- REQUIRED ACTIONS
a. Echo the passage of the Holocaust Memorial Day post starting at "One of the big" and ending at "problem with newscasts.".
b. For each statement, say yes or no according to the mourning and Holocaust Memorial Day post, and quote the words that decide it: (i) The writer has no objection to newscasts during mourning. (ii) The program the writer found annoying was broadcast on Israel's Channel 2. (iii) The writer kept watching that program to the end.

======== GIVEN TEXT ========

One of the big adjustments for me as a mourner of a parent, a status that lasts a Jewish Year, is that I’m not permitted to watch my usual entertainment on the television, or my favorite movies–mostly old musicals– on DVD. I’ve been listening to a lot of shiurim, Torah and Tanach (Bible) classes from the computer, mostly Matan where I study, and I have no problem with newscasts.
In Israel there are two days a year when all the television programs suit the restrictions of mourners. As according to Jewish Tradition, the day begins at night, so last night on the Eve of Holocaust Memorial Day there were all sorts of television shows about the Holocaust, survivors etc. One I found particularly annoying and political; it was on Israel’s Chanel 1. Their news editors do their best to turn even the weather into complaints about the government, and they had an “expose`” of sorts emphasizing the difficulties many elderly “survivors” have financially and how some sort of fall between the bureaucratic cracks, because they don’t fit the clerical and/or legal definition of “survivor.” They may have been too young or escaped too early or stayed in Europe too long to get German reparations which helped so many people financially. And now they are decades past retirement age, and like many elderly, have serious financial problems which they hope the Israeli Government can solve. I changed channels.

======== DATA LINES ========

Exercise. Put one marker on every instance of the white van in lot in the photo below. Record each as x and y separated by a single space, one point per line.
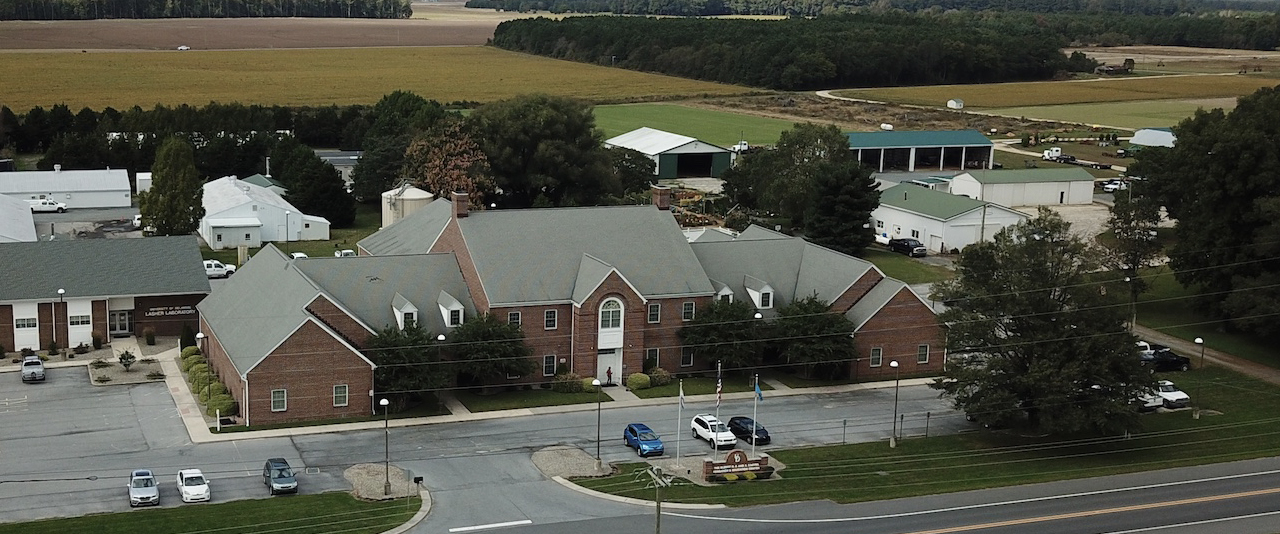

========

- RESULTS BY TASK
a.
One of the big adjustments for me as a mourner of a parent, a status that lasts a Jewish Year, is that I’m not permitted to watch my usual entertainment on the television, or my favorite movies–mostly old musicals– on DVD. I’ve been listening to a lot of shiurim, Torah and Tanach (Bible) classes from the computer, mostly Matan where I study, and I have no problem with newscasts.

b.
(i) Yes: "I have no problem with newscasts."
(ii) No: "it was on Israel’s Chanel 1."
(iii) No: "I changed channels."